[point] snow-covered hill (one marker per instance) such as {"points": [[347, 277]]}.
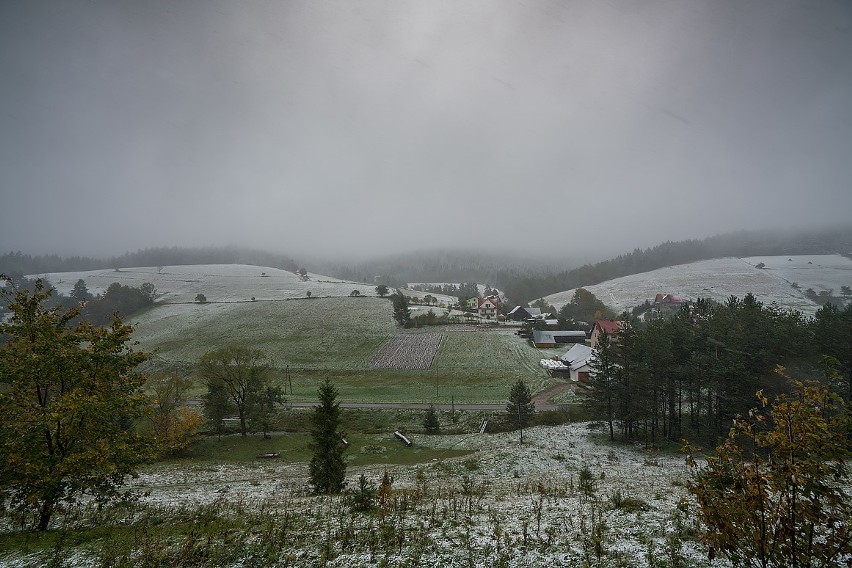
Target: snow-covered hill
{"points": [[718, 279], [218, 282]]}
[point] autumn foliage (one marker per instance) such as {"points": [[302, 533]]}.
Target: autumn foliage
{"points": [[69, 399], [775, 493]]}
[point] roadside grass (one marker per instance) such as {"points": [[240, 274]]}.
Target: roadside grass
{"points": [[296, 448], [325, 333]]}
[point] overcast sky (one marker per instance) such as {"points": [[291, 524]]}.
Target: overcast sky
{"points": [[319, 127]]}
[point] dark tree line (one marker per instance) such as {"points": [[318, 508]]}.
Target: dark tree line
{"points": [[19, 263], [688, 376], [743, 243], [118, 299]]}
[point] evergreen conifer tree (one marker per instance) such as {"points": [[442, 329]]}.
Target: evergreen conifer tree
{"points": [[327, 468], [430, 423], [520, 406]]}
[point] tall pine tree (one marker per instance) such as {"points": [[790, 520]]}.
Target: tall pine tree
{"points": [[327, 467], [520, 406]]}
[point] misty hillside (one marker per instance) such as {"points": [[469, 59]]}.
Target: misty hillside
{"points": [[783, 280], [524, 279]]}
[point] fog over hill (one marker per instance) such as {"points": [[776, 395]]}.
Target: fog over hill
{"points": [[570, 129]]}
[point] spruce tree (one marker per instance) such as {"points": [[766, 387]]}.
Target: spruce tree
{"points": [[430, 423], [520, 406], [327, 468], [601, 397]]}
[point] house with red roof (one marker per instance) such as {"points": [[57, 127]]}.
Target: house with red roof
{"points": [[610, 327], [488, 306], [667, 303]]}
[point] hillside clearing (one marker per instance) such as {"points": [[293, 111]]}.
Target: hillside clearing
{"points": [[721, 278]]}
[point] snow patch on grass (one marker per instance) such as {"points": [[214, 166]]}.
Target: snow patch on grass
{"points": [[718, 279]]}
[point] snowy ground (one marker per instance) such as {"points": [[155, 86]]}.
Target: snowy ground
{"points": [[509, 493], [720, 278], [218, 282]]}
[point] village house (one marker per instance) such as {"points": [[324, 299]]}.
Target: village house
{"points": [[578, 361], [611, 327], [487, 307], [520, 313], [546, 338], [666, 304]]}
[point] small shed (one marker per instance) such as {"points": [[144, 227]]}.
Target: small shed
{"points": [[543, 339], [578, 360]]}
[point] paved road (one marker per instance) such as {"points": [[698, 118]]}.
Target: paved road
{"points": [[418, 406]]}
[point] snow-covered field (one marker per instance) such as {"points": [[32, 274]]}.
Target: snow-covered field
{"points": [[218, 282], [518, 503], [720, 278]]}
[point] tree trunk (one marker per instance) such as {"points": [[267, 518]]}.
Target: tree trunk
{"points": [[46, 512]]}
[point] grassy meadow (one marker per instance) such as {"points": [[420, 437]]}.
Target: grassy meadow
{"points": [[332, 336]]}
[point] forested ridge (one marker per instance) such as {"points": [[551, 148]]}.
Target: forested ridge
{"points": [[21, 263], [739, 244], [689, 375], [522, 279]]}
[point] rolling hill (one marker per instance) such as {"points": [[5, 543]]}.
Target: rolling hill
{"points": [[331, 334], [720, 278]]}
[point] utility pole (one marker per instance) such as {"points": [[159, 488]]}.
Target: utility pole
{"points": [[520, 425]]}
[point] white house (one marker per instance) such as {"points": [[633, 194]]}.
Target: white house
{"points": [[577, 360]]}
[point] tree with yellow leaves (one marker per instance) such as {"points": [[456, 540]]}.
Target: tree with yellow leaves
{"points": [[775, 492], [69, 396]]}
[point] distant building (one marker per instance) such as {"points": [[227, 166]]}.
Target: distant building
{"points": [[487, 307], [611, 327], [520, 313], [545, 338], [578, 360], [666, 304]]}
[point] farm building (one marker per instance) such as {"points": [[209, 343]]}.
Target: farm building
{"points": [[578, 360], [543, 339], [487, 307], [667, 304], [611, 327], [520, 313]]}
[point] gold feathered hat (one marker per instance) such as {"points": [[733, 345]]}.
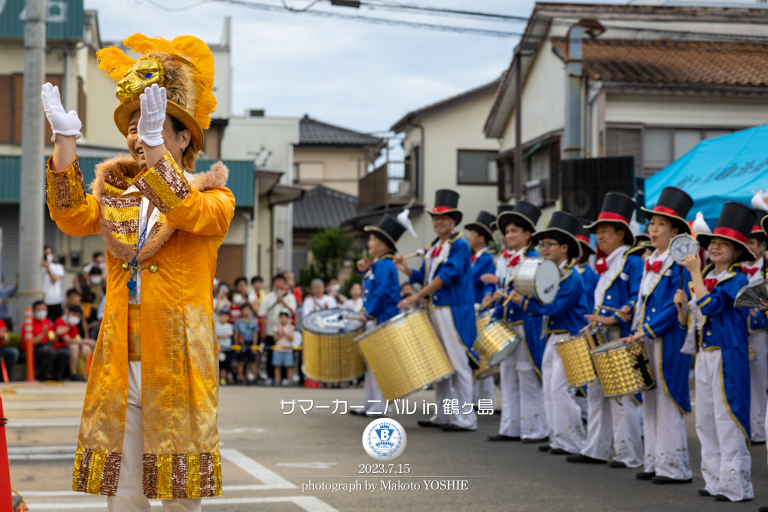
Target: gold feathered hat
{"points": [[183, 66]]}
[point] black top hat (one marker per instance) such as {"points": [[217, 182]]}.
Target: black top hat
{"points": [[388, 230], [446, 203], [562, 227], [617, 210], [524, 214], [734, 224], [582, 235], [673, 204], [499, 210], [483, 225]]}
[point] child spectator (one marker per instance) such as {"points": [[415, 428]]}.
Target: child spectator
{"points": [[69, 335], [246, 330], [282, 354], [51, 363], [224, 334]]}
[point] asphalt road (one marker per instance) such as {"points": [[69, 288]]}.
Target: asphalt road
{"points": [[268, 456]]}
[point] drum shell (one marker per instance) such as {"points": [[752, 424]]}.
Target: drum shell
{"points": [[404, 354], [615, 365]]}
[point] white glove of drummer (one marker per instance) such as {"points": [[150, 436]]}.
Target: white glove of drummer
{"points": [[153, 102], [61, 122]]}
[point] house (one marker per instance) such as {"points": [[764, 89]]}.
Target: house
{"points": [[331, 156], [654, 80], [444, 147]]}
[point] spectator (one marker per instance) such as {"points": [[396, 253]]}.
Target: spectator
{"points": [[52, 274], [68, 331], [9, 354], [355, 302], [51, 363], [224, 335], [282, 356], [318, 300], [97, 261], [246, 329], [269, 312], [5, 309]]}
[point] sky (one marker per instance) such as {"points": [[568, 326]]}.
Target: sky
{"points": [[348, 73]]}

**WRITTEN PROBLEM**:
Can you give the part of the listing from the line containing "[point] white glove" through the end of the listing again, swapping "spectator" for "onlooker" and changing nothing else?

**SOLUTION BELOW**:
[point] white glove of drummer (one marker per instance) such as {"points": [[150, 436]]}.
Target: white glove of drummer
{"points": [[153, 102], [61, 122]]}
[point] house (one marker per instance) such as {"points": [[764, 89]]}.
Target: house
{"points": [[331, 156], [654, 80], [444, 147]]}
[point] onlooker (one marker per instance) such as {"points": [[396, 253]]}.
Target: onlooker
{"points": [[52, 274], [68, 331], [9, 354], [355, 302], [51, 363], [224, 335], [282, 356], [318, 300], [97, 261], [246, 329], [269, 312], [5, 309]]}
[point] sky (one marker per instance) such as {"points": [[568, 326]]}.
Target: sky
{"points": [[348, 73]]}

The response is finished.